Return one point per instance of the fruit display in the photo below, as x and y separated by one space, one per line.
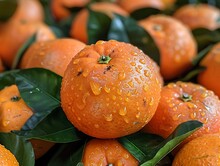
109 82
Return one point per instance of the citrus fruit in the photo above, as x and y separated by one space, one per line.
79 26
107 152
60 7
7 158
199 16
184 101
200 151
110 89
175 43
131 5
53 55
210 77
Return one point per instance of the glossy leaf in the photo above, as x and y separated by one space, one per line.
40 89
22 50
97 26
54 128
149 149
21 148
7 8
126 29
68 154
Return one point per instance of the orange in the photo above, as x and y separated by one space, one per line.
181 102
131 5
110 89
14 114
13 35
79 26
54 55
107 152
60 7
29 10
7 158
199 16
175 42
201 151
210 77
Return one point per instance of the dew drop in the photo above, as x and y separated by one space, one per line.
123 111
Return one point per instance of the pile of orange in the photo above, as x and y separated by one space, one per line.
112 89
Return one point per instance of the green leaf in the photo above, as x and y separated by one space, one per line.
7 8
54 128
21 148
68 154
144 13
40 89
22 50
149 149
97 26
127 30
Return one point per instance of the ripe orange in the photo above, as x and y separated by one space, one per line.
175 42
110 89
14 33
7 158
199 16
60 7
107 152
131 5
201 151
13 115
181 102
29 10
79 26
54 55
210 77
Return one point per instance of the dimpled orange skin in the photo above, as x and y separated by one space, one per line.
131 5
54 55
106 152
175 42
199 16
7 158
60 7
210 77
110 100
172 110
79 26
201 151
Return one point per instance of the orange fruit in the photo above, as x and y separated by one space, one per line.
14 114
199 16
201 151
60 7
54 55
13 35
107 152
131 5
7 158
29 10
79 26
110 89
210 77
181 102
175 43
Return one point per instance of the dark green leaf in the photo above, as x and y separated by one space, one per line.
97 26
22 50
21 148
144 13
7 8
68 154
40 89
54 128
127 30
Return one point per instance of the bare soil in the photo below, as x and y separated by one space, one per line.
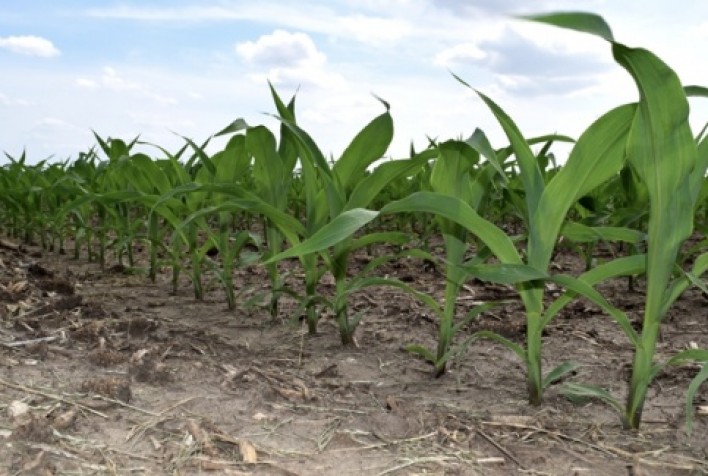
107 373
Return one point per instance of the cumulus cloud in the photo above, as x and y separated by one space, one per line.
375 30
282 49
8 101
287 58
460 53
29 45
111 80
521 65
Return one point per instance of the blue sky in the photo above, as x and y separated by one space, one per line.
162 68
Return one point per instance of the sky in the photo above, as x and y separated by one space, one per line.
163 69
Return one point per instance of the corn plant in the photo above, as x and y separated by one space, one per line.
662 152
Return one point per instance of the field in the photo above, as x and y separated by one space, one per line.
264 309
150 383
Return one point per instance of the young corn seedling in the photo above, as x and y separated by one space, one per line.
662 152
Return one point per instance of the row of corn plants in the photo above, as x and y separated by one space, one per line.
635 179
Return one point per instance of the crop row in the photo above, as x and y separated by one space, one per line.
636 176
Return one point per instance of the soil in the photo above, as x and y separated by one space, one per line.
108 373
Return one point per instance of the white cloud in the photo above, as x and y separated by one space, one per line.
290 59
111 80
282 49
461 52
9 101
374 30
86 83
29 45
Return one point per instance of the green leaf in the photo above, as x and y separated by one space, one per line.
598 155
559 372
580 233
236 126
580 393
454 209
493 336
578 21
369 145
504 273
530 173
337 230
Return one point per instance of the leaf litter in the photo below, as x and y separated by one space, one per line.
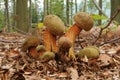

Task statement:
Make an exact copy of the listing above. Do not include the pictures.

Response to this exercise:
Return one point per instance of the fruit display in the photo below, as x and y separated by one space, one per line.
109 82
Return one point per instance of the citrus fruit in the photo above, as x and y separated by one space, one per line.
79 26
107 152
60 7
7 158
199 16
184 101
200 151
110 89
175 43
131 5
53 55
210 77
Return one point per instance of the glossy leaf in the photo above, as x and y separated by one space, one per line.
40 89
22 50
97 26
54 128
149 149
21 148
7 8
126 29
68 154
Return one point per instance of the orange in the photo above, as x and y separated by one space, one per line.
181 102
131 5
110 89
14 114
13 35
79 26
54 55
107 152
60 7
29 10
7 158
199 16
175 42
201 151
210 77
Return one point per instance of the dew drop in the photo above, as x and y separated by one space, one per line.
123 111
Return one point per instance of the pile of orange in the photo above, as x and y separated by one space, one per line.
112 89
Return one point per instance of the green leaf in the photo above, as x and y separated by one space, one per line.
7 8
54 128
21 148
68 154
144 13
40 89
22 50
149 149
97 26
127 30
Return one point per instance of the ripe orange in the photo above, as x and y separated by one space, one per line.
175 42
110 89
14 33
7 158
199 16
60 7
107 152
131 5
201 151
13 115
181 102
29 10
79 26
54 55
210 77
Return one point per instance of the dimpled orange skin in the photo above, as x and y separated by one space, one per line.
131 5
54 55
106 152
175 42
199 16
7 158
60 7
210 77
110 100
172 110
79 26
201 151
Return one point per instance of the orange fruit in the photo above, as x and y separated by one space, one per line.
14 114
199 16
201 151
60 7
54 55
13 35
107 152
131 5
7 158
29 10
79 26
110 89
210 77
181 102
175 43
Return one point per instance of the dark green leaf in the photo above, as x and y separated by one space, one per line.
97 26
22 50
21 148
144 13
7 8
68 154
40 89
54 128
127 30
Return one point per instance of the bare soil in the photo below, as x and y separated by one space, one per line.
107 373
Return one point per instance of the cumulus cloud in the photo above, as x and y separated by one space, one per line.
375 30
282 49
8 101
287 58
460 53
29 45
111 80
521 65
Return one point per instance of the blue sky in the photo above, as x and y separated by one space, one per line.
162 68
Return one point per instance of the sky in the photo above, as x and y separated by one space, one per line.
163 69
Return one point per instance of the corn plant in the photo above, as x and y separated by one space, one per line.
662 152
Return one point per instance of the field in the photo above, as x and y separated by one space, one per line.
264 309
150 383
Return one point per instance of the young corn seedling in the photo above, as x and y separated by one space, one per line.
662 152
Return one point per instance of the row of corn plants in the photo above, as x and y separated by one space, one per line.
635 179
Return one point per instance of the crop row in the photo above, as x and y separated by one space, one per line.
636 176
Return one point per instance of the soil in the photo above, as x and y separated by one space, one per line.
108 373
Return one point per instance of the white cloud in the photo above, as x and y separated by one space, one per line.
290 59
111 80
282 49
461 52
9 101
374 30
86 83
29 45
Return one point per instance of the green leaf in the photo above, as x and y separated by one space, one per line.
598 155
559 372
580 233
236 126
580 393
454 209
493 336
578 21
369 145
504 273
530 173
337 230
Return one point per instance of the leaf litter in the photo below, as x and y separated by one space, one per line.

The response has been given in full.